# YOUR INSTRUCTIONS:
Output every record exactly, and nothing more.

Stored entries:
**********

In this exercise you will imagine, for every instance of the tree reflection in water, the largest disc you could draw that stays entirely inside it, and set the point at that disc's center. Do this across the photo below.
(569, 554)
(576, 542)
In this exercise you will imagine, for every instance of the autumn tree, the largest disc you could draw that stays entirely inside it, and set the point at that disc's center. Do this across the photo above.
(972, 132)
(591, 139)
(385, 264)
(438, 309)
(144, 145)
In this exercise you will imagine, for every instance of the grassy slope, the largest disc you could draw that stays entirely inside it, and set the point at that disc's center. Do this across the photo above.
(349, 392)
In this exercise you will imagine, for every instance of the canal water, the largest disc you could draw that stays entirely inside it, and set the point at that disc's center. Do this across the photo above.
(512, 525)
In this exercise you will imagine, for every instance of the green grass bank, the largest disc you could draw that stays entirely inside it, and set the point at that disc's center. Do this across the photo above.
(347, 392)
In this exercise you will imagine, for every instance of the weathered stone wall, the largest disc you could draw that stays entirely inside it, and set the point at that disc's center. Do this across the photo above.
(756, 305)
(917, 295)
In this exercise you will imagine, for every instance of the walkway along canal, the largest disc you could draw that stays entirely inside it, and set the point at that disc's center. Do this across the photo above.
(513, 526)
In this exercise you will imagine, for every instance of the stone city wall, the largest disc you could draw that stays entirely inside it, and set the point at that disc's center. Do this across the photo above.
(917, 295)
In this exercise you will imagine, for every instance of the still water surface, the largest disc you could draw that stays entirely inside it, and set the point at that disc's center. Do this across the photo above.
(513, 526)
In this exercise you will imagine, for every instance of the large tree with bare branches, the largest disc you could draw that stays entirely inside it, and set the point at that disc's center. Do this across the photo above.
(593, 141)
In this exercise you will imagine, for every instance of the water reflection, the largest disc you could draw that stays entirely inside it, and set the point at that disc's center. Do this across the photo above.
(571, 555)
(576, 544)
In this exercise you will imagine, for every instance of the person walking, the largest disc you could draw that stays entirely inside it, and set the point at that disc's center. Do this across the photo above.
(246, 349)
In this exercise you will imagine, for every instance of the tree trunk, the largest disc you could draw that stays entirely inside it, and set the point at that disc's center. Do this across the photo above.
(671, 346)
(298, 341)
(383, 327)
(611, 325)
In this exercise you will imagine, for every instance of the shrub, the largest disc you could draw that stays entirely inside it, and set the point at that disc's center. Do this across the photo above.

**********

# ANSWER FOR THE TASK:
In this exercise you will imagine, for every instance of the tree reflection in water, the largest disc you could draw that stays entirely inside it, and set the point at that disc's center. Do this across the photo below.
(569, 554)
(576, 542)
In this exercise you will imagine, for every instance of the autumn tree, the largest disc you could draw that stays entirely inside it, and set the point at that disc's center. Do this across the photo above.
(972, 132)
(591, 139)
(385, 264)
(438, 309)
(144, 145)
In this exercise you will imagine, for every instance of the grassy slope, the largest disc you could draw that stays entirely inside it, and set the point at that disc's center. Do this across the photo above.
(349, 392)
In this exercise you will imagine, for every instance of the canal water, the largest disc you could draw that stays entirely inside it, and set the point at that disc's center. Do this across the photo above.
(512, 525)
In this exercise you will imagine, for every instance of the green grass bank, the largest disc you could draw that stays entirely inside it, and set the point at that disc's center. Do this across the photo above.
(347, 392)
In this exercise you will imagine, for every instance of the weathered stone wall, the largest disc you could draw that stays entirely inside it, and set the point at that disc's center. Do this across the photo above.
(756, 305)
(917, 295)
In this exercise you will imagine, for every instance of the walkway along canal, the largest disc you could draw that stays entirely inside it, and set the point at that disc's center. Do this across the photo above.
(513, 526)
In this exercise you will imagine, for every instance of the stone city wall, the largest disc you could draw that stays entirely inside it, and set the point at that disc's center. Do this across the photo above.
(917, 295)
In this exercise you will imagine, for every instance of the still water surface, the largest disc you could draw that stays entirely inside it, and set the point at that disc's center. Do this across the photo above.
(513, 526)
In this exercise you will imagine, for every instance of the large tree with bare branches, the largest disc you could draw that stays entirely inside it, and set the point at that disc's center. Do this across the photo above.
(593, 141)
In this exercise you will imagine, for every instance of the water reflection, the largest disc you could draw that stays entirely inside it, and set the point at that disc's center. Do this across the photo above.
(571, 555)
(576, 544)
In this exercise you will imagine, for every instance of the person walking, the largest disc you could draw that stays entirely inside it, and set the point at that disc's center. Do this across the photo above.
(246, 349)
In this exercise you will imagine, for every instance of the tree trunk, the largest disc you could draw that stays entirely inside it, and set the point at that disc's center. Do this across the photo above.
(671, 346)
(298, 341)
(383, 327)
(611, 325)
In this exercise you will imagine, for every instance of the shrub, the largest disc you could draw that stays entirely inside it, and set the point at that disc's center. Do this across the photo above.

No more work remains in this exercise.